EXERCISE REQUIREMENTS> Please output the full listing, character for character.

┌──

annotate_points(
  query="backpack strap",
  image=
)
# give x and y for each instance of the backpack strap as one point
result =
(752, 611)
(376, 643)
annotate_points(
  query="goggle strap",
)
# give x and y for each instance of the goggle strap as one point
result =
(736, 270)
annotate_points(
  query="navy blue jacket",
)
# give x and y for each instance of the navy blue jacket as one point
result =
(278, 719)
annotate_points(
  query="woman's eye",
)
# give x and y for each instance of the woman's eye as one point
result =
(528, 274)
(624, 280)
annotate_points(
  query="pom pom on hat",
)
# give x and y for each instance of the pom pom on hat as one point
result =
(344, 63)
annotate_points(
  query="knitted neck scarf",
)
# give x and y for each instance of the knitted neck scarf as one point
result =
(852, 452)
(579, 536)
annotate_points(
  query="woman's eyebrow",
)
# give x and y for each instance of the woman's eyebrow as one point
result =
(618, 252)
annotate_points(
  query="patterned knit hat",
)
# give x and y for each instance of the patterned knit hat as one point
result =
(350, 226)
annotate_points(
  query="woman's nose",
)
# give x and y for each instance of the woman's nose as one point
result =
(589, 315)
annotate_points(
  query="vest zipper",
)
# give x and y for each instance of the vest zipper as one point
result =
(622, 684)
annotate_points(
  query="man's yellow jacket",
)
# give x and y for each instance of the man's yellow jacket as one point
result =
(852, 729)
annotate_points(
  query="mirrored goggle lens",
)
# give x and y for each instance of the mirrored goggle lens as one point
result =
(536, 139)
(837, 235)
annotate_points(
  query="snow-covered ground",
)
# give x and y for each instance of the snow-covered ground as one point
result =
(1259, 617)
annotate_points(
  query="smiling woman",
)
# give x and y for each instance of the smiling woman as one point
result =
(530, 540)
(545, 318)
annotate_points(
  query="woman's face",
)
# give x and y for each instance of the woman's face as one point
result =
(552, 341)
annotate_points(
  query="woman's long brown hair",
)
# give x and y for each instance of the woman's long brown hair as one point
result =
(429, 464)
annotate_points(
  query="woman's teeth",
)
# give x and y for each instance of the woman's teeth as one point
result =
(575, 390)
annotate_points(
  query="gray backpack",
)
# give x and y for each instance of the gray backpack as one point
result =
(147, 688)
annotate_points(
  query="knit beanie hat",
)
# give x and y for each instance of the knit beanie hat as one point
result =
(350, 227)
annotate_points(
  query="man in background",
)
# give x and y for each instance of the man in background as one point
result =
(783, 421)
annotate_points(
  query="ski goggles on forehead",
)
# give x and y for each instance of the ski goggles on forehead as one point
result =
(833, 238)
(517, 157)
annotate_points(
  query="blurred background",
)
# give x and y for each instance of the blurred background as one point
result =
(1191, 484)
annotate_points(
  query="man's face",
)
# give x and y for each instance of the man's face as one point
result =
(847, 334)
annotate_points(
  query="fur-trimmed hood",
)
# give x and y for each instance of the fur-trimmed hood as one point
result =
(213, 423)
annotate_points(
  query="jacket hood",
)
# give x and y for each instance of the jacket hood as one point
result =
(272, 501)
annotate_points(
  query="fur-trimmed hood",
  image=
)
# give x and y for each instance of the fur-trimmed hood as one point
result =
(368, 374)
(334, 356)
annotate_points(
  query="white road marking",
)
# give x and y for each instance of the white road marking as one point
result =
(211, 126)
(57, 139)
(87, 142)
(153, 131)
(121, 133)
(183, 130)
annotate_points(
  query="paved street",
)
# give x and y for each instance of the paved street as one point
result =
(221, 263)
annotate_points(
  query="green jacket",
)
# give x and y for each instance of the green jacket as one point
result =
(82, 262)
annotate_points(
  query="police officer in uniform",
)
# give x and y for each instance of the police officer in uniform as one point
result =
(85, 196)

└──

RESPONSE TO THIS TASK>
annotate_points(
  query="backpack strap",
  image=
)
# give x and y for each instance of the backpack strap as one point
result =
(752, 611)
(376, 643)
annotate_points(
  query="goggle strap",
)
# give x and y for each instance of the goggle strap as one point
result =
(736, 270)
annotate_points(
  query="navy blue jacket",
)
# give x and y for each instance of the navy blue jacket as one point
result =
(278, 719)
annotate_points(
  query="woman's eye",
)
# give x and y for each instance of the woman's eye as one point
result =
(528, 274)
(624, 280)
annotate_points(
  query="pom pom on hat",
)
# give x and y for each instance of the pom pom on hat as one point
result =
(344, 63)
annotate_points(
  query="knitted neck scarf",
)
# give x and y for each instance of the knitted neck scarf as one point
result =
(852, 452)
(579, 536)
annotate_points(
  query="woman's eyebrow",
)
# give x and y for each instance of the woman's eyebrow as one point
result =
(618, 252)
annotate_points(
  query="patterned knit hat",
)
# give x and y for each instance of the patterned knit hat as one point
result =
(350, 226)
annotate_points(
  query="woman's nose",
)
# give x and y for each instance of the woman's nose as one point
result =
(589, 315)
annotate_points(
  query="vest zipper",
)
# give x and y for each instance of the vest zipper as one point
result =
(622, 684)
annotate_points(
  query="man's yellow jacket",
)
# give x and y for each instance of the man's yellow jacket as one point
result =
(852, 729)
annotate_points(
  query="mirrored goggle lens",
)
# give x and y for each instance of the mirrored goggle lens as one point
result =
(536, 139)
(837, 235)
annotate_points(
  query="snow-covered ground",
)
# give x and y for each instance of the snow-covered ground as one point
result =
(1259, 617)
annotate_points(
  query="smiling woman",
)
# give x and y for each instance of the smiling woman as one point
result =
(530, 540)
(545, 318)
annotate_points(
  query="woman's face",
)
# give x and y for each instance of the woman's face as one point
result =
(552, 341)
annotate_points(
  query="woman's long brown hair",
)
# give x and y for each instance of the woman's long brown hair as one point
result =
(429, 464)
annotate_points(
  query="woman's teeth",
)
# give x and y for each instance of the woman's teeth as one point
result =
(575, 390)
annotate_points(
  query="gray backpack",
)
# give x and y for each instance of the gray backpack as one point
result =
(147, 688)
annotate_points(
  query="knit beanie hat",
)
# give x and y for each instance of the knit beanie hat as one point
result =
(350, 227)
annotate_points(
  query="man in background",
)
# give x and y for each instance of the man in background as one point
result =
(783, 421)
annotate_points(
  query="ski goggles on forehead",
)
# give x and y for each instance of the ski goggles on forehead as one point
result =
(833, 238)
(517, 157)
annotate_points(
  query="blurred background",
)
# give x and y for each instance of the blurred background as one point
result =
(1191, 484)
annotate_points(
  query="man's face",
)
# give x and y for each instance of the man's face as one point
result =
(847, 334)
annotate_points(
  query="fur-trimmed hood",
)
# give x and y for each instance of the fur-trimmed hood as one point
result =
(213, 423)
annotate_points(
  query="jacket hood",
)
# give x and y for each instance of the jacket hood as one point
result =
(272, 501)
annotate_points(
  query="fur-trimmed hood",
  image=
)
# give x and y for each instance of the fur-trimmed hood as one point
result =
(368, 374)
(334, 356)
annotate_points(
  query="white road marking",
)
# give x and y for each instance of the white road marking as one point
result =
(211, 126)
(57, 139)
(87, 142)
(153, 131)
(121, 133)
(183, 130)
annotate_points(
  query="paved street",
)
# give x and y for each instance of the paved street as one point
result =
(221, 263)
annotate_points(
  query="green jacket",
)
# give x and y for each instance of the green jacket as one point
result =
(82, 262)
annotate_points(
  query="police officer in uniform",
)
# give x and y for each instance of the police officer in uniform as one point
result =
(85, 196)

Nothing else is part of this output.